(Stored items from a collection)
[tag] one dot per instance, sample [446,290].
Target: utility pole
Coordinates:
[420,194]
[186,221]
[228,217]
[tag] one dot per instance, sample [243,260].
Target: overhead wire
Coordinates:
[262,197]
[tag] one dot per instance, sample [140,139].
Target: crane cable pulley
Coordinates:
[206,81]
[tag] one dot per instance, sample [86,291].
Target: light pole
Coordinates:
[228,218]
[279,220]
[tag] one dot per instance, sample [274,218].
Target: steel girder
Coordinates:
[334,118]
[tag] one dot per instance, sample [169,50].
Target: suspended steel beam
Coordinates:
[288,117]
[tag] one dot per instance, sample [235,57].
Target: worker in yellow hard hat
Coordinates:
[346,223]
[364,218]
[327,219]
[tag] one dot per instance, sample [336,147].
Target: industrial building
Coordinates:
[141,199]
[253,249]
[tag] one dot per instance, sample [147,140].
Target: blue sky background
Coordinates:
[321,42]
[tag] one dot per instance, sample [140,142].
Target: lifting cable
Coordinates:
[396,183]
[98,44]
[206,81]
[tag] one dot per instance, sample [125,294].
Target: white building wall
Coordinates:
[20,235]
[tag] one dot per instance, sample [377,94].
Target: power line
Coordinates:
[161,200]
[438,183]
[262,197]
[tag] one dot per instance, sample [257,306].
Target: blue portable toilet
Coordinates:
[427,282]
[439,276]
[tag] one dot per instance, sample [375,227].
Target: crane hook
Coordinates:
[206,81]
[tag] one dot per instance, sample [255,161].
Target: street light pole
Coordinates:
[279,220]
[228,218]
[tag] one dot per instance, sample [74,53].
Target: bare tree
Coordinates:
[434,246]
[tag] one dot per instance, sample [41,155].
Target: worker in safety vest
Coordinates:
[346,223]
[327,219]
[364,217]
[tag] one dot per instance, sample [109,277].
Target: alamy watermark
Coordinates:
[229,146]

Work required:
Out of the entries, report each line that contains the word "crane".

Exercise answer:
Target: crane cable pulley
Target: crane hook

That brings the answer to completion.